* Exercise description *
Transcribe all the records with complete accuracy.

* Data provided *
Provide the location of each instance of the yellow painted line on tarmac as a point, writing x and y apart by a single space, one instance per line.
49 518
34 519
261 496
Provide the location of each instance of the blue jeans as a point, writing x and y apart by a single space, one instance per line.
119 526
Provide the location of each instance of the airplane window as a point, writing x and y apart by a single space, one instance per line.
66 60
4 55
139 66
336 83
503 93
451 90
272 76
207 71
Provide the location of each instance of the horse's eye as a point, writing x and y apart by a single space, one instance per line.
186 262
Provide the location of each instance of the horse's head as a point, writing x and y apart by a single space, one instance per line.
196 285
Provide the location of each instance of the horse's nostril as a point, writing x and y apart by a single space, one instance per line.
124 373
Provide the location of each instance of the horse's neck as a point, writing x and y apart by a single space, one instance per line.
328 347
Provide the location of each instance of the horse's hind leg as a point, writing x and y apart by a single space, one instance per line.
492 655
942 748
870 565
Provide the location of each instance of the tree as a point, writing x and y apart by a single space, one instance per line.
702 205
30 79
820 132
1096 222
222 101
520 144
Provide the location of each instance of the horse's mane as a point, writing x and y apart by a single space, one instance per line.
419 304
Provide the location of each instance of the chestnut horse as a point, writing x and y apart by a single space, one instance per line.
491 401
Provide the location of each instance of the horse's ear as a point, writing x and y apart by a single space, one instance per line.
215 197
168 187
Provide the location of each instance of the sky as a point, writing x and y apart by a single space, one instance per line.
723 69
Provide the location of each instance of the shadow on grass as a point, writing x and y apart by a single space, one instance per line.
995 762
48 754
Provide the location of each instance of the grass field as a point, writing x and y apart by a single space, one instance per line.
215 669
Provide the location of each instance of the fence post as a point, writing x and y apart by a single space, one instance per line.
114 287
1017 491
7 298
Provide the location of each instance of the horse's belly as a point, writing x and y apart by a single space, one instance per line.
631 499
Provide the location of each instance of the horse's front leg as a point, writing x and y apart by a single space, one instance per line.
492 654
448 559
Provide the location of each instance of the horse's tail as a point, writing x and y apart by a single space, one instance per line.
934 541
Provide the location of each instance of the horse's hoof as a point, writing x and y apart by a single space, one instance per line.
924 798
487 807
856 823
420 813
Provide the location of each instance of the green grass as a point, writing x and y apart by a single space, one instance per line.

* Task result *
Provide the location of each instance of the yellow painted line on tarmac as a point, writing x and y apart by a single space, one instance per line.
49 518
34 519
261 496
Provide the location of each instance of the blue jeans as a point, writing x and y apart by a single space, one instance per line.
119 526
Provide the location of each instance of the airplane window as a point, writing x and y apart by a single space, one instance per line.
66 60
4 55
139 66
336 83
503 93
451 90
272 76
207 71
Provide the location of each instance of the horse's eye as a point, writing x and y apart by a single space, one instance per line.
186 262
Provide the location of each instance of the horse's head as a point, writing x and y apart by a single space, one instance per line.
196 285
Provide the location of each instance of the horse's nostril as a point, writing x and y apart by a single space, one instance per line.
124 373
Provide the location of each instance of the horse's neck as a point, writing x and y apart by a single space, one instance per line.
328 347
Provide the location of each instance of the horse's hind leg as a point, writing x and y apart by a single space, one instance per line.
492 655
942 748
870 565
Provide the location of each instance of the tree as a point, writing x and y apart by a single space, one instance per line.
702 205
30 79
820 132
1096 222
222 101
520 144
Provide the location of each instance of the horse's mane as a point, writing x and y apart by a single space, one instance per line.
419 304
Provide the location of each instance of the chestnut horse as a point, writing x and y apart by a single space, one instance per line.
491 401
Provide the location of each instance of the horse's ear as a point, writing x and y apart by a single space, one instance per line.
215 197
168 187
Provide the location of each instance of the sky as a point, writing x and y apart by a single space, one instance per line.
723 69
Provide the location of each instance of the shadow on grass as a point, writing x and y apart by a single space, one instance per line.
995 762
48 754
Provide the location of each instance of the grass field as a point, writing x and y apart by a single space, one instance per line.
215 669
Provide the location of each instance of the fence post as a point, writing x and y apart by a single space, one instance per line.
114 287
1017 491
7 298
Provide the location of each instance of the horse's belly as a point, writing x and y apart by a single space, one instance per line.
631 499
Provide the location of each instance of the horse's front leg as a point, writing x and y apart by a single space, one instance per line.
492 654
448 559
Provide the location of each instance of the horse's tail as a point, writing x and y apart by a single space, one instance per line.
934 541
Provide the location of each instance of the horse's hoof as a point, writing x and y apart by a single space, one instance per line.
924 798
487 807
856 823
420 813
Provide the location of each instance of the green grass as a point, writing x and y apart by a single space, one instance per line.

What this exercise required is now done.